# Exercise description
Reproduce the stretch from "The Saudi government" through "away from radicalism." in the passage on preventing radicalization.

# Document section
☆ ☆ ☆ ☆

It is based on this understanding that, alongside their deradicalization projects, several governments are devising programs to forestall radicalization altogether. Youth programs developed by the Institute for Multicultural Development (also known as FORUM), in the Netherlands, help adolescents and young adults in the country resist radicalization and recruitment into terrorist groups by encouraging them to "express their possible disappointments and (justified) feelings of exclusion in peaceful and democratic ways and turn their genuine concerns into positive social action." FORUM focuses on "problem neighborhoods," namely, ethnic neighborhoods with high levels of unemployment.

The Saudi government also runs a terrorism-prevention program, which monitors religious leaders, schoolteachers, and Web sites. It recently arrested five individuals for promoting militant activities on the Internet and recruiting individuals to travel abroad for what the government called "inappropriate purposes." Meanwhile, it also supports a nongovernmental organization called the Sakinah Campaign (sakinah means "tranquility"), which helps Internet users who have visited extremist sites interact with legitimate Islamic scholars online, with a view to steering them away from radicalism.

☆ ☆ ☆ ☆

Source data:

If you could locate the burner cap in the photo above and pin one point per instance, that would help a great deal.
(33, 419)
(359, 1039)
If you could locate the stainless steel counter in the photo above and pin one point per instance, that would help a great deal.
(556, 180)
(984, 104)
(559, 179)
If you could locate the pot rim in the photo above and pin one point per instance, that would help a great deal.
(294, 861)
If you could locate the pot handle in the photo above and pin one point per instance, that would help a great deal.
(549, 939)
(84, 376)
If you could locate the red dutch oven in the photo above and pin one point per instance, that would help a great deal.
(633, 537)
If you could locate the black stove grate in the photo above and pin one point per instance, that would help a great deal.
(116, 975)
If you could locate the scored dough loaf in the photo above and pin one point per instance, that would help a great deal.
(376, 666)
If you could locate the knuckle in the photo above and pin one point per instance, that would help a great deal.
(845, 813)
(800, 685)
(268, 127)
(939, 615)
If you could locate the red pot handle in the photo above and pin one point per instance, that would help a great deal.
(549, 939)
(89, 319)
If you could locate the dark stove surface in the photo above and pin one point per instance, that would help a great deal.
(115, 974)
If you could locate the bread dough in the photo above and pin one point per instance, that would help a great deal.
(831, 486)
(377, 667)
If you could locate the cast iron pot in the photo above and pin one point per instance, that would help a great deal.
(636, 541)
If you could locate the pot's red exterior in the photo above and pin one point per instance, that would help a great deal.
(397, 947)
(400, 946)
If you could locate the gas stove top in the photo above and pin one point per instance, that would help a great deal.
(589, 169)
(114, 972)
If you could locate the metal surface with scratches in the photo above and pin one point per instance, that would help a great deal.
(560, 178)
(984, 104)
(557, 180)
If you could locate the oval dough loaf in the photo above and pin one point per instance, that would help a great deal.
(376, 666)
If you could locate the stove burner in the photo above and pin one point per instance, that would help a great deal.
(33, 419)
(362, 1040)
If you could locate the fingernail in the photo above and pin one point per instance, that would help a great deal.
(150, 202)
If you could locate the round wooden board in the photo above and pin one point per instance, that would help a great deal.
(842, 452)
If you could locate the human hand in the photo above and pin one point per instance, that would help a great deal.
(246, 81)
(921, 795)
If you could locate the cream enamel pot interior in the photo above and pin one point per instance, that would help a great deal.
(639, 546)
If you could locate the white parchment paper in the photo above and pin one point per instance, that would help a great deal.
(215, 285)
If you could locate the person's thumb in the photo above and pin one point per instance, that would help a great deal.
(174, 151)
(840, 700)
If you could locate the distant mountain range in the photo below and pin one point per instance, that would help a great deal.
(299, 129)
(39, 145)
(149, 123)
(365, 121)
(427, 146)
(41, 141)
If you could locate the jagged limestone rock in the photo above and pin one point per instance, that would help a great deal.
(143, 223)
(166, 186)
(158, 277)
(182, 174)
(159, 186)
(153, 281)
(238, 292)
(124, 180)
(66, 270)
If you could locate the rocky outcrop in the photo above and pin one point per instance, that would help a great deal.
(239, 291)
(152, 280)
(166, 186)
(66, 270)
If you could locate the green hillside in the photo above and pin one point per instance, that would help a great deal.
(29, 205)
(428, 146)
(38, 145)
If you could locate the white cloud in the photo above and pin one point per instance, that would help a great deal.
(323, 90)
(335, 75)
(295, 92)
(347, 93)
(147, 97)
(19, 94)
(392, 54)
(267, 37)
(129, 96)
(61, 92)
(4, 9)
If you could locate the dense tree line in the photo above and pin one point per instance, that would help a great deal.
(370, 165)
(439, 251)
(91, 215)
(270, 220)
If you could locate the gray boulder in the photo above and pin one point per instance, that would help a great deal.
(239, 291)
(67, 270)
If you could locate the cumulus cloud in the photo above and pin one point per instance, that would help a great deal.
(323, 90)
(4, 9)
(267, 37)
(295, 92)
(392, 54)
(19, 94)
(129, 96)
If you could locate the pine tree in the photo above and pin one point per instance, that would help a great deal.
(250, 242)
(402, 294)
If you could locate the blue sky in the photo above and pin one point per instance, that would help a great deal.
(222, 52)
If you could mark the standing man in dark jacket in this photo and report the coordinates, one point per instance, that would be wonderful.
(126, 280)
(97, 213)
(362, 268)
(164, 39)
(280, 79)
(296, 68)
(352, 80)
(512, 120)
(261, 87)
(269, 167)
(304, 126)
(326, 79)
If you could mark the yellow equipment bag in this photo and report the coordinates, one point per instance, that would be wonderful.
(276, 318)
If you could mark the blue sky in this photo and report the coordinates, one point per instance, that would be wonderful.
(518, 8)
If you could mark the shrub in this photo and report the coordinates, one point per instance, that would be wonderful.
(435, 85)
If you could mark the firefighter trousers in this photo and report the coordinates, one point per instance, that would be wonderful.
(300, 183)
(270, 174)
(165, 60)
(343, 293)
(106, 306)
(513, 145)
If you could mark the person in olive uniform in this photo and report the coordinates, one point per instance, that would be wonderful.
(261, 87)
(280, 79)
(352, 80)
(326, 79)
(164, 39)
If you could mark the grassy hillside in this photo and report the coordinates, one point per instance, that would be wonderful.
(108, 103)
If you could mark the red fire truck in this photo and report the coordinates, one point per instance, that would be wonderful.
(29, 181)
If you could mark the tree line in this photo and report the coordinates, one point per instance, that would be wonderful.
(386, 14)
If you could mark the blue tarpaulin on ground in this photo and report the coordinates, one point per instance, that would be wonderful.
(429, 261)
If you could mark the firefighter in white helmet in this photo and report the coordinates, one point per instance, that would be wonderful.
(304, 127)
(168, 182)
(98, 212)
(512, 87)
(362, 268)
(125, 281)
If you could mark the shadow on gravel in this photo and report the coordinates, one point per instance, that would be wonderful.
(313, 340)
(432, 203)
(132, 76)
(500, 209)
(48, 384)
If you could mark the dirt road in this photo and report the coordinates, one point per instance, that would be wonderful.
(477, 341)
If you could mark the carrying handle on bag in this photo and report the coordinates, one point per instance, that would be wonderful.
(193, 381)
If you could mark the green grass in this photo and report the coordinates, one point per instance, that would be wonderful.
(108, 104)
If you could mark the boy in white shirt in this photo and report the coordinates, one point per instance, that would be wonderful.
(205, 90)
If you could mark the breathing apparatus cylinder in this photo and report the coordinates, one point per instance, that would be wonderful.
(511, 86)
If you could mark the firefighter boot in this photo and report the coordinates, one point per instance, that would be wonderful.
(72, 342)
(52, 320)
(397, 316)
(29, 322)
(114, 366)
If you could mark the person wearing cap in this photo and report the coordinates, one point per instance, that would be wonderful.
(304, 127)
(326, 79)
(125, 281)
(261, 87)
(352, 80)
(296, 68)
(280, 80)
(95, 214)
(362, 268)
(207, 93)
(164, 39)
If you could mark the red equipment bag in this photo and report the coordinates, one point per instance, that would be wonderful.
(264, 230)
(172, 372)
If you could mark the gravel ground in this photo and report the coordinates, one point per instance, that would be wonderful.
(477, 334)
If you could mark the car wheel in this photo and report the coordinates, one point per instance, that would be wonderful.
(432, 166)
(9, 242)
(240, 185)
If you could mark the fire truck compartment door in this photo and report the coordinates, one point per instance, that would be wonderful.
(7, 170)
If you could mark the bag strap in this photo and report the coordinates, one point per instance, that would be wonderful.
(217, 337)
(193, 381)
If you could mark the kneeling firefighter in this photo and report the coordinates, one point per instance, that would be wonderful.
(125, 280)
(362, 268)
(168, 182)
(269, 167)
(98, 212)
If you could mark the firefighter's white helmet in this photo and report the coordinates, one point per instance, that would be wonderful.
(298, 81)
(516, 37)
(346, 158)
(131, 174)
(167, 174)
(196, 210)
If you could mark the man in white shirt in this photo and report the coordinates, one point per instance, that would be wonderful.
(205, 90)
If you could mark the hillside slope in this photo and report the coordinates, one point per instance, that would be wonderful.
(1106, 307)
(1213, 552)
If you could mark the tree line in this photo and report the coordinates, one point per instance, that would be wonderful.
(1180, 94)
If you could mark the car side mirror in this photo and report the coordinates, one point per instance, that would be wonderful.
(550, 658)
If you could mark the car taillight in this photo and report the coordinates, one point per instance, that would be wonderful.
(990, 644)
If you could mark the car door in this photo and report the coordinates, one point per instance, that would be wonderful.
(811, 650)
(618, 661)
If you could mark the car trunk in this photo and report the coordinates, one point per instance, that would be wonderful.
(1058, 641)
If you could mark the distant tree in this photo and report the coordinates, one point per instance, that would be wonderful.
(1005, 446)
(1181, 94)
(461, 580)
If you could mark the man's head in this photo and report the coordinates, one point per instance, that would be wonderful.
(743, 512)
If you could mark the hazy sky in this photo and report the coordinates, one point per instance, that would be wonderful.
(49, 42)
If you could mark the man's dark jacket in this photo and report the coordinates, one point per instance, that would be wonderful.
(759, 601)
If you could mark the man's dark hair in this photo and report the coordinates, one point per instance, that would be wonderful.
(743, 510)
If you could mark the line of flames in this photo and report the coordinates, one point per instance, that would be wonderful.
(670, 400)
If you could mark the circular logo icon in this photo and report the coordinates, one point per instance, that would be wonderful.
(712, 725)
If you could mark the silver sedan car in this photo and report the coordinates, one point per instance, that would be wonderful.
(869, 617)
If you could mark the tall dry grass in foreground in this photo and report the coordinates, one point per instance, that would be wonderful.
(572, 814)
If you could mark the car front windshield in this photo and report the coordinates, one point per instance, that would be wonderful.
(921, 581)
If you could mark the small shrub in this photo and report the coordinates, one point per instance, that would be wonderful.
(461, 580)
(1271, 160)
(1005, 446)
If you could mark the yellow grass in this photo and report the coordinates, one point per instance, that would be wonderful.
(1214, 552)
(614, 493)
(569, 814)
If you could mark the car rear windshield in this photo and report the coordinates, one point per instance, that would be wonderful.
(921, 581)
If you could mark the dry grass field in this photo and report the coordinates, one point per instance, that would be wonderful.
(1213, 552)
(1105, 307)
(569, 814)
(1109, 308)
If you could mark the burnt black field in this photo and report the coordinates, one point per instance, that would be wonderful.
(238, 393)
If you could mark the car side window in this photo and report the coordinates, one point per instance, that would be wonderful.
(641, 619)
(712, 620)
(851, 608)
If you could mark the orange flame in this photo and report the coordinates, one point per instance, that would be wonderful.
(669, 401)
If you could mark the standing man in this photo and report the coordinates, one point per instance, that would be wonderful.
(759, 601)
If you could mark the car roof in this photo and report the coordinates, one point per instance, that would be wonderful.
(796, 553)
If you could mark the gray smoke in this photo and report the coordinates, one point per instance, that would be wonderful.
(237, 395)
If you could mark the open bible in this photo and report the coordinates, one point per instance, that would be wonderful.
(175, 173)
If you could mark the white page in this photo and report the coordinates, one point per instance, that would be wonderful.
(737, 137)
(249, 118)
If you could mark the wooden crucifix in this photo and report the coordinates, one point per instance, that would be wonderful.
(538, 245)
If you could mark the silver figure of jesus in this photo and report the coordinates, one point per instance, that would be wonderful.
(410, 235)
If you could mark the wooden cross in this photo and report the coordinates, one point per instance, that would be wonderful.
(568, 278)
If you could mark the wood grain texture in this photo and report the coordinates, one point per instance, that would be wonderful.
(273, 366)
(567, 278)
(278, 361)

☆ ☆ ☆ ☆

# Response to this task
The Saudi government also runs a terrorism-prevention program, which monitors religious leaders, schoolteachers, and Web sites. It recently arrested five individuals for promoting militant activities on the Internet and recruiting individuals to travel abroad for what the government called "inappropriate purposes." Meanwhile, it also supports a nongovernmental organization called the Sakinah Campaign (sakinah means "tranquility"), which helps Internet users who have visited extremist sites interact with legitimate Islamic scholars online, with a view to steering them away from radicalism.